The opinion of the court was delivered by: Hamilton, District Judge.
ORDER RE: MOTIONS TO DISMISS
Defendants' motions to dismiss the above-entitled related actions came
on for hearing on September 12, 2001, before this court, the Honorable
Phyllis J. Hamilton presiding. Biosite, Inc., appeared by its counsel
Kirk M. Hasson and Sharon L. O'Grady, and XOMA Ltd., XOMA (Bermuda)
Ltd., XOMA Ireland Ltd. and XOMA Corporation appeared by their counsel
Charles A. Gilman and Matthew B. Lehr. Having read the parties' papers
and carefully considered their arguments and the relevant legal
authority, and good cause appearing, the court hereby rules as follows.
Plaintiff Biosite Diagnostics, Inc. ("Biosite"), filed suit against
defendants XOMA Ltd., XOMA (U.S.) LLC, XOMA Ireland Ltd., and XOMA
Corporation ("XOMA"), seeking a declaratory judgment that it does not
infringe XOMIA's patents, and that the license agreements between Biosite
and XOMA remain valid, and seeking injunctive relief barring XOMA from
purporting to terminate the license agreements (Case No. C-01-2251 PJH
— "the declaratory judgment action").

[Stored data entries]

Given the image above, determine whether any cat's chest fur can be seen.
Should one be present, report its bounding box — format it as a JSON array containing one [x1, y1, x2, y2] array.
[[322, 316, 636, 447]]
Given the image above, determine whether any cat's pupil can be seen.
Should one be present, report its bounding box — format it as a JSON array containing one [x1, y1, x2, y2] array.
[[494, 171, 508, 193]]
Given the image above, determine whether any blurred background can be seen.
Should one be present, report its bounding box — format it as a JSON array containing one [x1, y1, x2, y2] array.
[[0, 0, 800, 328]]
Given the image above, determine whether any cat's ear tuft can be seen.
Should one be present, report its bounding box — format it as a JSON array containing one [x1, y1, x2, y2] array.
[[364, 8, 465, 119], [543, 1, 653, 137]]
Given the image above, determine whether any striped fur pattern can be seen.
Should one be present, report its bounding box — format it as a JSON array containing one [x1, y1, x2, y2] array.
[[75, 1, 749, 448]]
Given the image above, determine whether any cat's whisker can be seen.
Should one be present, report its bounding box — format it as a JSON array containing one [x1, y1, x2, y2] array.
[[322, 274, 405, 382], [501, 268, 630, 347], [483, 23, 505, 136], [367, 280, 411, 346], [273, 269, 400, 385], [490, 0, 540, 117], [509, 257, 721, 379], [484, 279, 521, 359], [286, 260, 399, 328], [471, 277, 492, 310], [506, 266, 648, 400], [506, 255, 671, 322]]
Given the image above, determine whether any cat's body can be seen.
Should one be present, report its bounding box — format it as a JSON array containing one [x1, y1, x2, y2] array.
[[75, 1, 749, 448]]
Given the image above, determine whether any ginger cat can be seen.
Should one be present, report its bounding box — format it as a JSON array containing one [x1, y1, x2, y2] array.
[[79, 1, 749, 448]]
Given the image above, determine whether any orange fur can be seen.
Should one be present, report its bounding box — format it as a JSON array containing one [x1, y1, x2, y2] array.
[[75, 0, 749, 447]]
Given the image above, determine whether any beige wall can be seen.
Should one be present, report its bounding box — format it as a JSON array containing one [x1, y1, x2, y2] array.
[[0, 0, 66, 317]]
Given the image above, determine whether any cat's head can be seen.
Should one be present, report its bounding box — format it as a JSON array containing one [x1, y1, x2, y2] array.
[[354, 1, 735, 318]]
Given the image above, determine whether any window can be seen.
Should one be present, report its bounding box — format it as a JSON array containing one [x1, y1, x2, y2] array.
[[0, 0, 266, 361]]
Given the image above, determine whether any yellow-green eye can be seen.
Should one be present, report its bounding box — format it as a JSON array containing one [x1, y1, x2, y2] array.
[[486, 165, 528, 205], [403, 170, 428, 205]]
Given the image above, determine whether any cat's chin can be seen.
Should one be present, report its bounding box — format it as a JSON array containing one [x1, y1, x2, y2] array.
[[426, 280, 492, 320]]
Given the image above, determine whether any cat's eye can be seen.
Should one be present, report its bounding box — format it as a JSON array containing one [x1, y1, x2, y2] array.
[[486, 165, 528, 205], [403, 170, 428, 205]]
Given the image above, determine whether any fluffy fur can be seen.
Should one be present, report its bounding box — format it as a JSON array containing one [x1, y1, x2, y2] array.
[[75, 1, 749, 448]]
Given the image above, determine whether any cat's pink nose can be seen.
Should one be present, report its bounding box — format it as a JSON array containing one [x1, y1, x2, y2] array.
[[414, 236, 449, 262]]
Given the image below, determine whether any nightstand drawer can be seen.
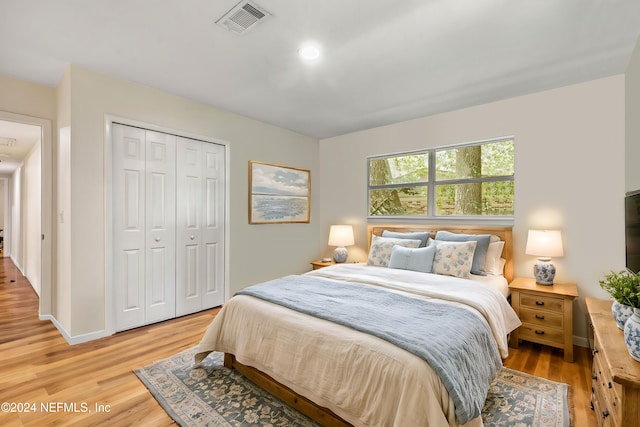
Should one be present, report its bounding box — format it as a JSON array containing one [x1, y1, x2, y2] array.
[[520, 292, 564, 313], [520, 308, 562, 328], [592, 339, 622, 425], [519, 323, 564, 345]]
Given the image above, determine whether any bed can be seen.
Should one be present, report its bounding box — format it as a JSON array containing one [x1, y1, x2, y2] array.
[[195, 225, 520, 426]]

==

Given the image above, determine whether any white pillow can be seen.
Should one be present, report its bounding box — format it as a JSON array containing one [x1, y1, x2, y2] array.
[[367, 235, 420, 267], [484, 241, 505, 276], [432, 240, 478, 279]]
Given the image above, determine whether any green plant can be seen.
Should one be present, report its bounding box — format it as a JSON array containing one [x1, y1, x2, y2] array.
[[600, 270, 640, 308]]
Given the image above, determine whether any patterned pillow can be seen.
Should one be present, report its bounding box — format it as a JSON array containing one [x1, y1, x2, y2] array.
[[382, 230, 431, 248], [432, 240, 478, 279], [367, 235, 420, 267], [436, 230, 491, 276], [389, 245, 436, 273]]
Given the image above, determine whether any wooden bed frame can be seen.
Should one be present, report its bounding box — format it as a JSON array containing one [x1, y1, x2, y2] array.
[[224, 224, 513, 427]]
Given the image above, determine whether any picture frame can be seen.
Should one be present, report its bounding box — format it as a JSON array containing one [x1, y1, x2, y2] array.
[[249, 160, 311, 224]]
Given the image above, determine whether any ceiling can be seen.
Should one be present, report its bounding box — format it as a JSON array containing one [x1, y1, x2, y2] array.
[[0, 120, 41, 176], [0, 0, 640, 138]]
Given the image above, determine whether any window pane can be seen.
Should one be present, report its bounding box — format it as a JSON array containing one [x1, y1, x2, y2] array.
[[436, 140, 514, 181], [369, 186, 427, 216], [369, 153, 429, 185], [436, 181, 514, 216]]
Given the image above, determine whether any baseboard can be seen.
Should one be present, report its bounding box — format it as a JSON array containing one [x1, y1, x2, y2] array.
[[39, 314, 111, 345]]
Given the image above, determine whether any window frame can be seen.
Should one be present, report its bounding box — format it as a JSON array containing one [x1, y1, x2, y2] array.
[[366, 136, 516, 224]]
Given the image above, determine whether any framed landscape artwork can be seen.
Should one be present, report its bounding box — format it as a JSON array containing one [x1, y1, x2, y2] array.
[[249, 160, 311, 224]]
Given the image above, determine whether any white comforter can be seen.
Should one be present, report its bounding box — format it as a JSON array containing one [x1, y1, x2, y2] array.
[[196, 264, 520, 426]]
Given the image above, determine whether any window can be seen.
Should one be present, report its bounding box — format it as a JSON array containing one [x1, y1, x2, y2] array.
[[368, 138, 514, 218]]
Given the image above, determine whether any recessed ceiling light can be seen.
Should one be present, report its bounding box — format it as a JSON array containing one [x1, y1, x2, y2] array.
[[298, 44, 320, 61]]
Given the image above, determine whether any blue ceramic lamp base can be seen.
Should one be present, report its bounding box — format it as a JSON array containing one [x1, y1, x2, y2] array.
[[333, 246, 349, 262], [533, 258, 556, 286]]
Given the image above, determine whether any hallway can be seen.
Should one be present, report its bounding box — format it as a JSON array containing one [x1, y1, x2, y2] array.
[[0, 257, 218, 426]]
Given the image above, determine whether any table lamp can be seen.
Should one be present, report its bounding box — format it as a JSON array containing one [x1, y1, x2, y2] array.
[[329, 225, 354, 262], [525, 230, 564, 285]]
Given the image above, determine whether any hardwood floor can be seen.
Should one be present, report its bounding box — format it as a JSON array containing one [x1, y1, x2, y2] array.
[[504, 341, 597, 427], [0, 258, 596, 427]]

* * *

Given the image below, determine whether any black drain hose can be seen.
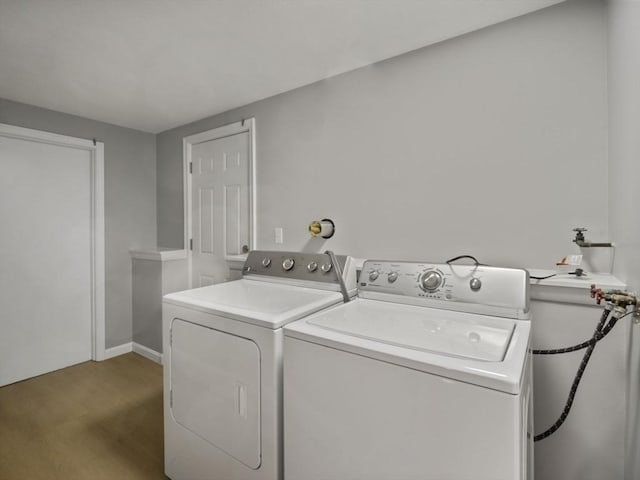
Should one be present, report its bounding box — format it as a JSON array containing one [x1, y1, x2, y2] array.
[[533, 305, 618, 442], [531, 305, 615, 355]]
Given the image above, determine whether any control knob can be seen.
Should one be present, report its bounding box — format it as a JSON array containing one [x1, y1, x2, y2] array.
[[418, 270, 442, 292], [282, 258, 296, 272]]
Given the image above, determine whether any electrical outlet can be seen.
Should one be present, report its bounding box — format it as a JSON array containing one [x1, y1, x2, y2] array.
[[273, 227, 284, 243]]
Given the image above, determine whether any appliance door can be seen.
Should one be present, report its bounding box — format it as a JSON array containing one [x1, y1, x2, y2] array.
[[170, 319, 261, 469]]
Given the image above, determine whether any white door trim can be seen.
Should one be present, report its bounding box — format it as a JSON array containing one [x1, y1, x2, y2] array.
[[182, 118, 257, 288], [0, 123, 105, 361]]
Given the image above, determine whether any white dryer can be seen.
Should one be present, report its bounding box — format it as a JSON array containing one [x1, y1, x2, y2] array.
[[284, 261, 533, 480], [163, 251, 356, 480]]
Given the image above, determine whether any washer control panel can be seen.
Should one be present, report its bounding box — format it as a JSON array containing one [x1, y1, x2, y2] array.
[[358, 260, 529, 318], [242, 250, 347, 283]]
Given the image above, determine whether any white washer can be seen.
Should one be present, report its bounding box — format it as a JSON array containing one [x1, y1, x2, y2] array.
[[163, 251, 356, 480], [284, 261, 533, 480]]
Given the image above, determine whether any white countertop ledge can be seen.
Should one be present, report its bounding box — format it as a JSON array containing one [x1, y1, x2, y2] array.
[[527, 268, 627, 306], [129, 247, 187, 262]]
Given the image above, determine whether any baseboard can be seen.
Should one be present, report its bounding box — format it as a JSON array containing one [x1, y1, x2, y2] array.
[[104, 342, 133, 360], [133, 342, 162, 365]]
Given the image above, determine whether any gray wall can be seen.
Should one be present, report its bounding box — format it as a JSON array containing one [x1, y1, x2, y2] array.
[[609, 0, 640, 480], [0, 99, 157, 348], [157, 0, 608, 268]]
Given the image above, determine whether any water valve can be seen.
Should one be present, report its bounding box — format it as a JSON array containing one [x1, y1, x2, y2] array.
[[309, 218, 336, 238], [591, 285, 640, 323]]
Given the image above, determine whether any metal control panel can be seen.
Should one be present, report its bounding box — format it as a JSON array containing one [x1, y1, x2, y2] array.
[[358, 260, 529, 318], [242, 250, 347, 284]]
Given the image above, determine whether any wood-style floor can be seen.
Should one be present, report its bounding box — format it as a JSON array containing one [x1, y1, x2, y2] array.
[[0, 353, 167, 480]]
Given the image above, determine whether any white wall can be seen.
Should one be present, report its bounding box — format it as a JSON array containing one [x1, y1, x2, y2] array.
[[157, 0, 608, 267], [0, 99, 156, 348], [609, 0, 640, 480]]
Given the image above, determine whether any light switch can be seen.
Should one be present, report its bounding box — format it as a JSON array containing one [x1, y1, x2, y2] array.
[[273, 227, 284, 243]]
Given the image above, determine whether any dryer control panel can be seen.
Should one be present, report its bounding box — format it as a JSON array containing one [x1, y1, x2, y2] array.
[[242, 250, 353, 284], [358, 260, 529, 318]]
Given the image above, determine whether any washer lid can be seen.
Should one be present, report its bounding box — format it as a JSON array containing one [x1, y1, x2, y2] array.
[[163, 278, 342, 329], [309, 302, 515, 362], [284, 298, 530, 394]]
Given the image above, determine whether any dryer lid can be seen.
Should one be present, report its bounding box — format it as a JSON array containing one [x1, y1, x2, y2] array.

### Work order 1:
According to the court order, on what date did the motions to dismiss come on for hearing?
### Work order 2:
Based on the court order, state whether each statement agrees with the text, answering yes or no and quoting the deciding words: (a) Biosite was represented at the hearing by Charles A. Gilman and Matthew B. Lehr. (b) Phyllis J. Hamilton presided over the hearing. (c) Biosite sought a declaratory judgment that the license agreements between Biosite and XOMA remain valid.
### Work order 3:
Return the part of the court order between "ORDER RE: MOTIONS" and "Ltd., XOMA (Bermuda)", inclusive.

### Task response 1:
September 12, 2001.

### Task response 2:
(a) No: "Biosite, Inc., appeared by its counsel Kirk M. Hasson and Sharon L. O'Grady"
(b) Yes: "the Honorable Phyllis J. Hamilton presiding"
(c) Yes: "and that the license agreements between Biosite and XOMA remain valid"

### Task response 3:
ORDER RE: MOTIONS TO DISMISS
Defendants' motions to dismiss the above-entitled related actions came
on for hearing on September 12, 2001, before this court, the Honorable
Phyllis J. Hamilton presiding. Biosite, Inc., appeared by its counsel
Kirk M. Hasson and Sharon L. O'Grady, and XOMA Ltd., XOMA (Bermuda)